# [Your goal]
List each professional quoted in the extract on unequal treatment of children, together with the title or role the extract gives that person.

(Beginning of Extract)

Younger vs older child
Most parents consciously try to treat their kids equal, which means fair. But sometimes the two words don’t equate. A mother whose younger son takes more time in doing things than the older one, will find herself more drawn towards the needs of the younger one. This may lead to complexes in the older one. But when parents fail to acknowledge the difference in which they interact with their two kids, it can get troublesome.
Dr. Aruna Broota, leading psychologist, hypnotherapist explains, “In our Indian society, we are tuned to put more pressure on the older child. The older one is pressed with more responsibilities and the younger one gets away for being the baby of the house. This needs to change. Never ask your older one to compromise for the sake of younger one. In later years, this leads to conflicts between the siblings and can lead to ugly situations.” This goes on to define the way ‘unknowingly’ neglected child builds her temperament and can lead to conflict and create discord.
Children need love and if they don’t get it, they get emotionally hurt. Dr Gaurav Deka, Psychotherapist, Regression Therapist and Meta-Health Expert at Private Practice opines, “It has to be understood that no family can be fully functional. Many a times well-meaning parents end up engaging in insensitive behaviour that can harm the mental well being of their child. Interestingly, these parents don’t see any fault in their mis-attuned behaviour towards the child and are convinced that they have their best interests in mind.”
Boy vs girl
Kavita Mungi, Mental Health Counselor, who has over two decades of experience in the field of counseling youth and their parents reflects on the gender bias that is ingrained in our mindsets.
“The girl’s suicide note shows that she felt unwanted because the parents gave more attention to the boy. You’d be surprised to know that I get cases from across social strata, of parents who unknowingly give preferential treatment to their sons over daughter. As the girl grows up, she understands the bias and it starts to affect her mental and emotional well being.”
Does gender really affect the way parents interact with their kids? “Gender stereotypes are such that a girl child is always told how she should conduct herself, be cautious of strangers, not stay out too late, not go out alone but the boy is given freedom to do the same things.
Parents forget that it is important to teach sons how to respect women. Sons have to be made more sensitive and should be counselled from an early age,” she adds.
When such different treatments are given to boys and girls, they start sensing partial behaviour and their relationship with the parents and even the sibling get affected. It can lead to jealousy and the neglected one can silently suffer and develop deep rooted insecurities. Dr Deka adds, “Such kids can show Passive Aggressive Behaviour, a form of non-verbal aggression that manifests itself in negative behavior.
They may not show on your face that they are resentful but they are manipulating in their mind. This can show destructive behaviour patterns and those suffering from PAB may also attempt suicide.”
This incident is an eye opener. Your action can unknowingly push your child in a world of insecurity and grief. And only you can help them. So parents, please be cautious!

(End of Extract)
(Beginning of Study material)

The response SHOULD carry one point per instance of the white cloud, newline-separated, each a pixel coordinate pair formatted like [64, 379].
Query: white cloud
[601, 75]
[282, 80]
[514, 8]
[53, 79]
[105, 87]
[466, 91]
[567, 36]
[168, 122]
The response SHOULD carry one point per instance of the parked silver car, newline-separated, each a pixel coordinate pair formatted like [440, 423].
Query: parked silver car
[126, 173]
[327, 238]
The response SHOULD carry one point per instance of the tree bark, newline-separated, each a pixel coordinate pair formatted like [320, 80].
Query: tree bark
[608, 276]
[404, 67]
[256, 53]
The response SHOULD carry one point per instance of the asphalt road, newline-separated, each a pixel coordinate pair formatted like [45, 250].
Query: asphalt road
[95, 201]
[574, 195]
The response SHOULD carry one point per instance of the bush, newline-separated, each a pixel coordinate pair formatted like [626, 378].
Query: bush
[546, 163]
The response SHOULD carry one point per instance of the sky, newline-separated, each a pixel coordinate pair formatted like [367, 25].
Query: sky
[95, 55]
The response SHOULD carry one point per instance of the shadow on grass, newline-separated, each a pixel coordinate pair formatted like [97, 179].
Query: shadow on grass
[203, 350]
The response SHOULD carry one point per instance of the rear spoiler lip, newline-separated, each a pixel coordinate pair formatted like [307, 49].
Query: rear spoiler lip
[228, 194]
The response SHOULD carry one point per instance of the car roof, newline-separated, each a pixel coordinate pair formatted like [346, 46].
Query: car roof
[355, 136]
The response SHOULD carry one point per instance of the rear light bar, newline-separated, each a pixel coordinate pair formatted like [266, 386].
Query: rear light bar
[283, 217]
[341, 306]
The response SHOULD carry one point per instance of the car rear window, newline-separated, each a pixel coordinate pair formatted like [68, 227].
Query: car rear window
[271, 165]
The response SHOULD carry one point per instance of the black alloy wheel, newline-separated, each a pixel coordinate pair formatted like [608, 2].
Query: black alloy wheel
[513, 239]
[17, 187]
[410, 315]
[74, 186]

(End of Study material)
(Beginning of Study material)

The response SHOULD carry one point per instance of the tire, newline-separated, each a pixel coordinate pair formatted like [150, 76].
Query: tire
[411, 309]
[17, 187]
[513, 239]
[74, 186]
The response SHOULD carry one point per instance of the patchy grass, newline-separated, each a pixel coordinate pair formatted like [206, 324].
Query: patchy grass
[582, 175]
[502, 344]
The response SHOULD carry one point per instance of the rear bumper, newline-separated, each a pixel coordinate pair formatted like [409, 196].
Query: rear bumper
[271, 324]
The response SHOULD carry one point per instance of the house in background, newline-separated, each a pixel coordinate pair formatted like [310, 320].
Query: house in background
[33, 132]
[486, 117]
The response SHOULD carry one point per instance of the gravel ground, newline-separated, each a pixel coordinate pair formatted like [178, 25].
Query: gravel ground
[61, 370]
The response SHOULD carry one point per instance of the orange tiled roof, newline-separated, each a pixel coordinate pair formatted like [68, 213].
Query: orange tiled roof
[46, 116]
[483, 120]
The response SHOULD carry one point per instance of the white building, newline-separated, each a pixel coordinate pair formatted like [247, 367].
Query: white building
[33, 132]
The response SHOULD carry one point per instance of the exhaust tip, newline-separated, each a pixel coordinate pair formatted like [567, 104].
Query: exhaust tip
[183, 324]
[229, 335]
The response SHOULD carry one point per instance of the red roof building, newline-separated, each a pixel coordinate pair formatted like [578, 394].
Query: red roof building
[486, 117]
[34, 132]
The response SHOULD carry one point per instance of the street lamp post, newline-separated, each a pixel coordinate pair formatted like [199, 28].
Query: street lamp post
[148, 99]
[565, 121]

(End of Study material)

# [Response]
- Dr. Aruna Broota: leading psychologist, hypnotherapist
- Dr Gaurav Deka: Psychotherapist, Regression Therapist and Meta-Health Expert at Private Practice
- Kavita Mungi: Mental Health Counselor